Советская бюрократия как социальный слой врастала корнями в
государственную собственность. С ней, этой собственностью, были связаны ее
благополучие и интересы. Отсюда и естественная устремленность, присущая
советской бюрократии 20-х годов, к тотальному огосударствлению. Однако
"термидорианские аналогии", пугавшие многих в середине 20-х годов, уводили
от существа действительной угрозы, не давали увидеть суть грядущих
социальных конфликтов, того, что позднее Троцкий назовет борьбой между
бюрократией и "новыми собственниками", мелкой буржуазией, за свою долю
национального дохода. Отсрочить эту разрушительную схватку, придать ей
цивилизованные формы могла только серьезная демократическая реформа. Но
мотивировать необходимость такой реформы опасностью "термидора",
"буржуазного перерождения" -- значило уходить от сути проблемы.
--------------------------------------------------
**Постановка задачи:** Перепишите дословно фрагмент текста о советской бюрократии, начиная со слов «Советская бюрократия как» и далее вплоть до слов «от сути проблемы.» включительно.

**Строки данных:**
--------------------------------------------------
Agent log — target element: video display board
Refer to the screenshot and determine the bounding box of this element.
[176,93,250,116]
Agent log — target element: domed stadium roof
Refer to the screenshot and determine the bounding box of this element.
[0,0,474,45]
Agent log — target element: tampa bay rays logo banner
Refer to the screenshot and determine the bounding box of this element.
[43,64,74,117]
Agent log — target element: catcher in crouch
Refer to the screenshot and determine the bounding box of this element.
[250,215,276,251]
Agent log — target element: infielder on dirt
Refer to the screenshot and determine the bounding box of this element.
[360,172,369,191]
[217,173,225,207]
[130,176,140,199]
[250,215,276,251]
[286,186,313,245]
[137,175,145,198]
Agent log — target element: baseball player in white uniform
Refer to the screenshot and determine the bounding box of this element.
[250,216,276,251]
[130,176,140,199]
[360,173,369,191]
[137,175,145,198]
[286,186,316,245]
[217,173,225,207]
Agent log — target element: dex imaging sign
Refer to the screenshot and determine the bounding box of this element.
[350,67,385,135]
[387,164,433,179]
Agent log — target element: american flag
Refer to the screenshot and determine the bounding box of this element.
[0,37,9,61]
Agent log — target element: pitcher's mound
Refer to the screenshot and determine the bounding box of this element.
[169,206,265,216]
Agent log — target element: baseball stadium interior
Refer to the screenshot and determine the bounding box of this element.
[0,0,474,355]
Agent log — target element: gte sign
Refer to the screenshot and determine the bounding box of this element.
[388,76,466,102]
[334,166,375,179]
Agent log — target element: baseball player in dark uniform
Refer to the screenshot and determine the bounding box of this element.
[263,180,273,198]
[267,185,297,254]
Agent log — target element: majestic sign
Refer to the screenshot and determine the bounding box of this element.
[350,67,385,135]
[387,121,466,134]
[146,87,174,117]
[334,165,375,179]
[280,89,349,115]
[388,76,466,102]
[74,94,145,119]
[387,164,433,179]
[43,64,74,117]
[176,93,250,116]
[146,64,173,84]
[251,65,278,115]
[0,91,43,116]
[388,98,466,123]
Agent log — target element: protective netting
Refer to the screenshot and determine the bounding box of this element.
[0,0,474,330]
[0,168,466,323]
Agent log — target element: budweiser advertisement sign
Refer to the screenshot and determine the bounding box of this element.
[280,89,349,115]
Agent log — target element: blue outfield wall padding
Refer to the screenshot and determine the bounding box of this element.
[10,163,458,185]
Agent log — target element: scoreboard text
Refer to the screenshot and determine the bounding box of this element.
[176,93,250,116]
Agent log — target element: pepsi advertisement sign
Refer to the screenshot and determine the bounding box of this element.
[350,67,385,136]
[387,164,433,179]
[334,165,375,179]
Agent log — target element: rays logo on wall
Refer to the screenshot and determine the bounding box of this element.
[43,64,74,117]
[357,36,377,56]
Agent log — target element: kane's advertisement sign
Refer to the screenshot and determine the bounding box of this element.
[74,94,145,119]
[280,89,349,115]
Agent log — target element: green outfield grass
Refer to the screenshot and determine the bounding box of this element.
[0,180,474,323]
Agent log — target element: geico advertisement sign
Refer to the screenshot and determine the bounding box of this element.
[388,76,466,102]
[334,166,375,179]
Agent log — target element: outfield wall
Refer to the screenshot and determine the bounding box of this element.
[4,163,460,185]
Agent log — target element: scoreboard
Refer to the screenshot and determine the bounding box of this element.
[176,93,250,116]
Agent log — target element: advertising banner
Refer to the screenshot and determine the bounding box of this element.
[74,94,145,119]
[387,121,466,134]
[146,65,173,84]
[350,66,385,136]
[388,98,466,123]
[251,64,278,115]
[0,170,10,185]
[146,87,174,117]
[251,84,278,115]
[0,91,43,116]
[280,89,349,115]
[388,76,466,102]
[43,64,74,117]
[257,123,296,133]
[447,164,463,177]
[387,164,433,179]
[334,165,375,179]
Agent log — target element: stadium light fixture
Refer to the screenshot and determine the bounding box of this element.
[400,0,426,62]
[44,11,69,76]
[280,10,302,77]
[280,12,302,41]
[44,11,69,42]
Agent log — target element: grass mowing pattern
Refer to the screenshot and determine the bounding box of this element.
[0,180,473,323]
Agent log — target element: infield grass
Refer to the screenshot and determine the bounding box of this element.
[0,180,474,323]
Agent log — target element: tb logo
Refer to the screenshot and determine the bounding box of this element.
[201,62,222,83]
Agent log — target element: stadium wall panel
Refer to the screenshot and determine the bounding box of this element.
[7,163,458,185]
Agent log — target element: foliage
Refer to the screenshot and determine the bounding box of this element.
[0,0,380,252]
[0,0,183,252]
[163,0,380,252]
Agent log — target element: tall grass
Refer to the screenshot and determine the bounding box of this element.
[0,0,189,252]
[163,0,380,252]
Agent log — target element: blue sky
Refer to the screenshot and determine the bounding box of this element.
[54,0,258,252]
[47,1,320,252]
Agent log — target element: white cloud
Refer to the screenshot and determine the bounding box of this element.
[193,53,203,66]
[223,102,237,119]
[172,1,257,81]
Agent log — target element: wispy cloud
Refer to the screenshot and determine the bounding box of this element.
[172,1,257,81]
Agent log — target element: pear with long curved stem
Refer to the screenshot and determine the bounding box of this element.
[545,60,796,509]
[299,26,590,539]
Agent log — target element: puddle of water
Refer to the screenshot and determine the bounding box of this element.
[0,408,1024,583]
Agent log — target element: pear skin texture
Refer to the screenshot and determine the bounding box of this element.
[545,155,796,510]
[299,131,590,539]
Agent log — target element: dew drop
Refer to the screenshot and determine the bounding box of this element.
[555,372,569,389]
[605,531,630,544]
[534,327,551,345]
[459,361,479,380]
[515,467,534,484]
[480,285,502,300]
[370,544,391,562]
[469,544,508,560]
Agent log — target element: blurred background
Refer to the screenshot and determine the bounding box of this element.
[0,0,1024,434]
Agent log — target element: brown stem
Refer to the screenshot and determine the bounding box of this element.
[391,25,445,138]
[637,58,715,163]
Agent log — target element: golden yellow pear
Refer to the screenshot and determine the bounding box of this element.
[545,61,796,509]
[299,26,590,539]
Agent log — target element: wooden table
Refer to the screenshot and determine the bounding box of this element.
--------------------------------------------------
**Полученный результат:**
Советская бюрократия как социальный слой врастала корнями в
государственную собственность. С ней, этой собственностью, были связаны ее
благополучие и интересы. Отсюда и естественная устремленность, присущая
советской бюрократии 20-х годов, к тотальному огосударствлению. Однако
"термидорианские аналогии", пугавшие многих в середине 20-х годов, уводили
от существа действительной угрозы, не давали увидеть суть грядущих
социальных конфликтов, того, что позднее Троцкий назовет борьбой между
бюрократией и "новыми собственниками", мелкой буржуазией, за свою долю
национального дохода. Отсрочить эту разрушительную схватку, придать ей
цивилизованные формы могла только серьезная демократическая реформа. Но
мотивировать необходимость такой реформы опасностью "термидора",
"буржуазного перерождения" -- значило уходить от сути проблемы.